### Aim of the exercise
Should an entry contain an image, omit it and repeat the rest exactly.

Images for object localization
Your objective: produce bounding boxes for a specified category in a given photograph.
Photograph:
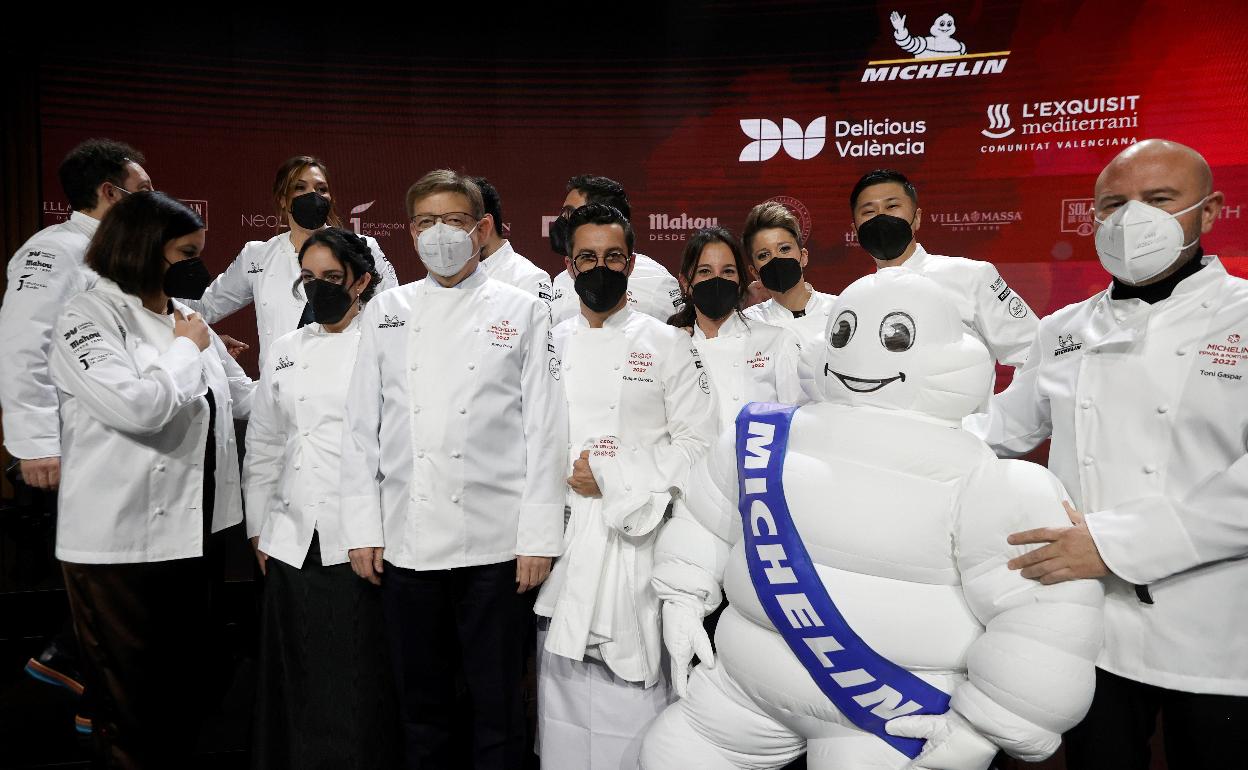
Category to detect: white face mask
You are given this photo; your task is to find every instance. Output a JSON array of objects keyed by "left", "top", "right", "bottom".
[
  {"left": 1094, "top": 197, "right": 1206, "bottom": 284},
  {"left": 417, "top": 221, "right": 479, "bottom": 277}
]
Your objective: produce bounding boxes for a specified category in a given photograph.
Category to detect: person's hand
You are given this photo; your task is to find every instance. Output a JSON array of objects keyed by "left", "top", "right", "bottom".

### Output of the exercise
Your objective: produce bounding boxes for a specified category in a given photograph.
Photograph:
Category to detect: white face mask
You are given this photo; your task is to find every instance. Output a JSON array of objects keyed by "left", "top", "right", "bottom".
[
  {"left": 1094, "top": 197, "right": 1206, "bottom": 284},
  {"left": 417, "top": 221, "right": 479, "bottom": 277}
]
Your objective: produce bounding boxes for a specified category in a given photograph.
Category to detect: person's hand
You are given this photo; your task is to find every instance. Output a JSON array of objects keyed by "left", "top", "right", "bottom".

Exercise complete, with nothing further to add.